## START DATASET CONTENT

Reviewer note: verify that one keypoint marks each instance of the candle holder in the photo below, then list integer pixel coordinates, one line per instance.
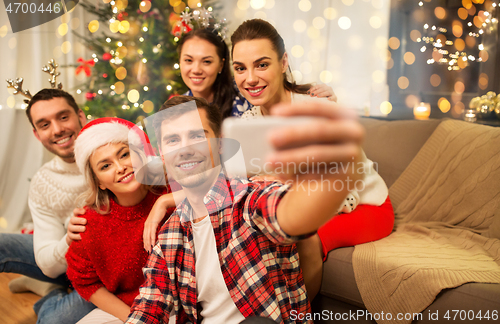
(422, 110)
(470, 115)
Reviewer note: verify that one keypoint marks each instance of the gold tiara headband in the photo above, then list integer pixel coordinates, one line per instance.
(17, 84)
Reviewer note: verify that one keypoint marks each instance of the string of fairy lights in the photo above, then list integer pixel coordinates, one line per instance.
(467, 31)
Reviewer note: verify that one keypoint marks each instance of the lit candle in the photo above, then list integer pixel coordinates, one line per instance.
(422, 110)
(470, 115)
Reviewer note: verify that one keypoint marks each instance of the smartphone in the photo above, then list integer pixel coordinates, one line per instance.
(245, 146)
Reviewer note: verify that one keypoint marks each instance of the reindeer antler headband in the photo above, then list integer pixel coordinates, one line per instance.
(17, 84)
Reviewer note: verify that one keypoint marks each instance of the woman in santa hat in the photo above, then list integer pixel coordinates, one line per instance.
(105, 266)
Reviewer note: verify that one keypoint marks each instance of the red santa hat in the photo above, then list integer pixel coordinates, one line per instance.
(108, 130)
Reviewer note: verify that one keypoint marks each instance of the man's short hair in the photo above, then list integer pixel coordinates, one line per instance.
(213, 113)
(47, 94)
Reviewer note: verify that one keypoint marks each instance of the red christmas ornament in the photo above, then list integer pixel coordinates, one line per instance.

## END DATASET CONTENT

_WRITTEN INSTRUCTION_.
Rewrite the stretch from the line containing "of the reindeer" through the end of the records, requests included. Multiply each coordinate in the answers by 1.4 and round it to a whole number, rounding halves up.

_THE RESPONSE_.
Reviewer note: verify that one keypoint marks each instance of the reindeer antler headband in the photo above, then list integer pixel coordinates, one line per instance.
(24, 118)
Reviewer note: verify that one keypoint marks each instance of the woman in santa hat in the photo above, then list integer pixel coordinates, one line per instance.
(147, 372)
Reviewer note: verify that one keypoint marks each instance of the red santa hat in the photo above, then list integer pixel coordinates, one line per instance.
(151, 182)
Reviewer note: verify that one keypoint marks each instance of the man's short hair in the photo above, then list integer pixel coordinates, one line per instance.
(298, 158)
(66, 132)
Reviewer note: verify that one keypoint marks each instance of the red christmas ornament in the photo above, then list integer pixel coordinates, one line per instance.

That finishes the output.